● What the task asks:
Please format every entry below as a numbered list, one line per item, leaving out any blank lines.

● Input for this task:
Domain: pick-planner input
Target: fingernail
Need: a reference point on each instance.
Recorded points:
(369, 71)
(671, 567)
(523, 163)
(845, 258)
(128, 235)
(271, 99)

● Solution to the problem:
1. Domain: pick-planner input
2. Target: fingernail
3. Need: a reference point on each instance.
4. Recorded points:
5. (369, 71)
6. (671, 567)
7. (523, 163)
8. (845, 258)
9. (128, 235)
10. (271, 99)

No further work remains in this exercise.